# DATASET ROWS
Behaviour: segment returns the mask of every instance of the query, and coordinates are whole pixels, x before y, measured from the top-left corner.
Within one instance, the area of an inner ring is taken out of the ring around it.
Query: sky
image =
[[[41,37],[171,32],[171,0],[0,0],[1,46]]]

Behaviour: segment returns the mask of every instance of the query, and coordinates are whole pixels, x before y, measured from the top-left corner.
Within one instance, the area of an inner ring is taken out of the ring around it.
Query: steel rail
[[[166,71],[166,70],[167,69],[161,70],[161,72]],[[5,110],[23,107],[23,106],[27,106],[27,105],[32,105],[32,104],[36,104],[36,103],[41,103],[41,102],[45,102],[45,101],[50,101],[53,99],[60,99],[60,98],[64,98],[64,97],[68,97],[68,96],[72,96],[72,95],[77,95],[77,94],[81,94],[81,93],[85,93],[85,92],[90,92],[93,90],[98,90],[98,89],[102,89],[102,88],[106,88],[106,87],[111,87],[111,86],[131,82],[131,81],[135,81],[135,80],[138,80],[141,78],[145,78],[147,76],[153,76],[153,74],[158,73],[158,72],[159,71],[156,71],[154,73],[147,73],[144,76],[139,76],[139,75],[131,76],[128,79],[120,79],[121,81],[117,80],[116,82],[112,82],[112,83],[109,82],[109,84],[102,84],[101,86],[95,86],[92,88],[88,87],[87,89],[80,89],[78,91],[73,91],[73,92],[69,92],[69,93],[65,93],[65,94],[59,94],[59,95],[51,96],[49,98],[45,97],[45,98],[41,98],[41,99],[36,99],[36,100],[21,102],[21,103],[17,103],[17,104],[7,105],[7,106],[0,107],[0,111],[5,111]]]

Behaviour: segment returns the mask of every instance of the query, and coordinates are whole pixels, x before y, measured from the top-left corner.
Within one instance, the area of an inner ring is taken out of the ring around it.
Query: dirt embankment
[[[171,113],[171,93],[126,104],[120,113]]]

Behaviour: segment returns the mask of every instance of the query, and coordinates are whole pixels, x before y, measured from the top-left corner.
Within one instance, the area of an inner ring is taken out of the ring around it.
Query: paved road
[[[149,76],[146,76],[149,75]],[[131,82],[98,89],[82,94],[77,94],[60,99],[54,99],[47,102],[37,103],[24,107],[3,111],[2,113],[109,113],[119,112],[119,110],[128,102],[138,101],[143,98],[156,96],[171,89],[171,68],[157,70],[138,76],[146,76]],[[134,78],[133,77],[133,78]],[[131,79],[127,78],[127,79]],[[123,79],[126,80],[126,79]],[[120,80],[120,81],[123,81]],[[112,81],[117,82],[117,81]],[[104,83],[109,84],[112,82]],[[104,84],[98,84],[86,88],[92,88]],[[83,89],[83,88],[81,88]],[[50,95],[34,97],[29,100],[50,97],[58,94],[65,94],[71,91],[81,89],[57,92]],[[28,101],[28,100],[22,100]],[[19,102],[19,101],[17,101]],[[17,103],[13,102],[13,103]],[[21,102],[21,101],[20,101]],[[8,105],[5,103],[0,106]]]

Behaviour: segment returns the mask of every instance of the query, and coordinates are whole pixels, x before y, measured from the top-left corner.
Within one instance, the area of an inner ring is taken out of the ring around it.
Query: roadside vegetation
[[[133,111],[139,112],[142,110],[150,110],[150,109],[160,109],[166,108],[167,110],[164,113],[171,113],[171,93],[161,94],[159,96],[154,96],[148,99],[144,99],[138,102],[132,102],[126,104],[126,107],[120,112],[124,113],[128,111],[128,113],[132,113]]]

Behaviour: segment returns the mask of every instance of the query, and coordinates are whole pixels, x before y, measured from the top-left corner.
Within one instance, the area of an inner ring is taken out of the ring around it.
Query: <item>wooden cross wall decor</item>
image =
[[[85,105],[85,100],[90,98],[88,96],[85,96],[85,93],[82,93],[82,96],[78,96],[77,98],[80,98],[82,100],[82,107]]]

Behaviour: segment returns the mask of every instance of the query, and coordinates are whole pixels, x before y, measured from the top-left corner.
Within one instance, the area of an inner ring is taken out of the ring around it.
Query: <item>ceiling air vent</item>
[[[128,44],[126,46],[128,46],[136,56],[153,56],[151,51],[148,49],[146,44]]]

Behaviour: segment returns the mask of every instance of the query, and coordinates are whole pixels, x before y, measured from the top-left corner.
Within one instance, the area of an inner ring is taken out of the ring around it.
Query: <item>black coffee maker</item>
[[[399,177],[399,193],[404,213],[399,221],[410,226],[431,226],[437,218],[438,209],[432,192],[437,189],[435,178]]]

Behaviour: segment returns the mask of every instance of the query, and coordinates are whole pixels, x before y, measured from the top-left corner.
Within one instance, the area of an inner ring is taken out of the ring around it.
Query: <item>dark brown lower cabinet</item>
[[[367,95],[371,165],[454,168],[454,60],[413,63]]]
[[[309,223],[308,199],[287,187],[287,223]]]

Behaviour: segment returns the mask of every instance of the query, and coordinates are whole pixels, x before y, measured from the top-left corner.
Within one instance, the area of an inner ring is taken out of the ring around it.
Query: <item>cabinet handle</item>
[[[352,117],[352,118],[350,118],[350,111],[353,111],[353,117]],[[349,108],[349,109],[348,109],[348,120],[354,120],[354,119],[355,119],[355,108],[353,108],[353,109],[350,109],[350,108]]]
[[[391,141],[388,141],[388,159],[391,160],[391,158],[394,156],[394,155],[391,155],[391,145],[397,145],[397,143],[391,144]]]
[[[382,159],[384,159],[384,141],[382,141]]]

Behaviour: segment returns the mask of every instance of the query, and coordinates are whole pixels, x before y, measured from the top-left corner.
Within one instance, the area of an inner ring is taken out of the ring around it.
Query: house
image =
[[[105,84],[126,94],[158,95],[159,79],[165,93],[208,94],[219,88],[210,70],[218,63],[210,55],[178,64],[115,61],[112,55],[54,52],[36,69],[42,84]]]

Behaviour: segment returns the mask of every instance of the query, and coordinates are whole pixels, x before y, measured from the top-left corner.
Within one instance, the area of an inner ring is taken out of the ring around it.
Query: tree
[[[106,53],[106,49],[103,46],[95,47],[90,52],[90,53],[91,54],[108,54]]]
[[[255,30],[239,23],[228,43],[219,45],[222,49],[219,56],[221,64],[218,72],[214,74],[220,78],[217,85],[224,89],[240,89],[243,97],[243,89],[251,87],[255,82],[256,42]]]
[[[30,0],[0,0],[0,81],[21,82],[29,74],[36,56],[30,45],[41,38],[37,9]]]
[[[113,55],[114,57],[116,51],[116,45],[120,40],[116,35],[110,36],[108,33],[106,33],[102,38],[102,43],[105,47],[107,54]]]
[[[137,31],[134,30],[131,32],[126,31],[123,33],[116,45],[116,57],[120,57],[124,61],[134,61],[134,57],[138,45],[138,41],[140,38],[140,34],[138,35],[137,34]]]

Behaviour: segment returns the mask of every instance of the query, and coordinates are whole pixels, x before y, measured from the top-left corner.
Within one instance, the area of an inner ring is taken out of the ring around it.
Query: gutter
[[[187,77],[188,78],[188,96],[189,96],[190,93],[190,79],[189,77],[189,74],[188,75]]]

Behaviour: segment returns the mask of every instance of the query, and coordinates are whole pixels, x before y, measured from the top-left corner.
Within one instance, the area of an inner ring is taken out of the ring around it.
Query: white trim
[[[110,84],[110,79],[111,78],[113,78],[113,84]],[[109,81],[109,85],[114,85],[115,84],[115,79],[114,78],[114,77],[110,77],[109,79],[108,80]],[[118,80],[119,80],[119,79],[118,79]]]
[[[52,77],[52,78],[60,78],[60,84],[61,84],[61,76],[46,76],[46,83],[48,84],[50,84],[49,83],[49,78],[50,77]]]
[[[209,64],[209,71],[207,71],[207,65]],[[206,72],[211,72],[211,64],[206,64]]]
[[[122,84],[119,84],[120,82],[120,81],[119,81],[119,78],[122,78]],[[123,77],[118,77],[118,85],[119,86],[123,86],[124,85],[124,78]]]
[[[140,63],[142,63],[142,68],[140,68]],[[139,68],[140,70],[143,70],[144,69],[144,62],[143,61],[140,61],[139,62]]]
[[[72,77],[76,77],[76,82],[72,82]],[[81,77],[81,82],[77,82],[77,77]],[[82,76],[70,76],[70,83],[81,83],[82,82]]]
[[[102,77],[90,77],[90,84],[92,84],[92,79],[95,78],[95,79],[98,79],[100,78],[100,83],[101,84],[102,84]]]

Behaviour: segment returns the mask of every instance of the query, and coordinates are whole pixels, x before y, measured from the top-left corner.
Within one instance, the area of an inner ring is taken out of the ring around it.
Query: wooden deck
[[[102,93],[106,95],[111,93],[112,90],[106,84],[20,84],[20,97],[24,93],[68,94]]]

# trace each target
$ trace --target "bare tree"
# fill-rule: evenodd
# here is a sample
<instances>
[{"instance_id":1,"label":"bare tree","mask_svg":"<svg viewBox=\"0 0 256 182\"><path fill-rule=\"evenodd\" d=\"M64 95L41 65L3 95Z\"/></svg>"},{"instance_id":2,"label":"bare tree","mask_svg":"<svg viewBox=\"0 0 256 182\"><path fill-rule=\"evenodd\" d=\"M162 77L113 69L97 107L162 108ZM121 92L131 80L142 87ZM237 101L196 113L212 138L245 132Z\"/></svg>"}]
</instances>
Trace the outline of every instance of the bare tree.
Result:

# WORK TO BE COMPLETED
Reproduce the material above word for word, from its first line through the line that contains "[[[41,37],[171,32],[171,0],[0,0],[1,46]]]".

# REPLY
Behaviour: segment returns the mask of every instance of the query, and coordinates are whole pixels, x before y, measured from the top-left corner.
Within one instance, the area of an inner ring is taken out of the ring around it.
Query: sky
image =
[[[41,37],[171,32],[171,0],[0,0],[1,46]]]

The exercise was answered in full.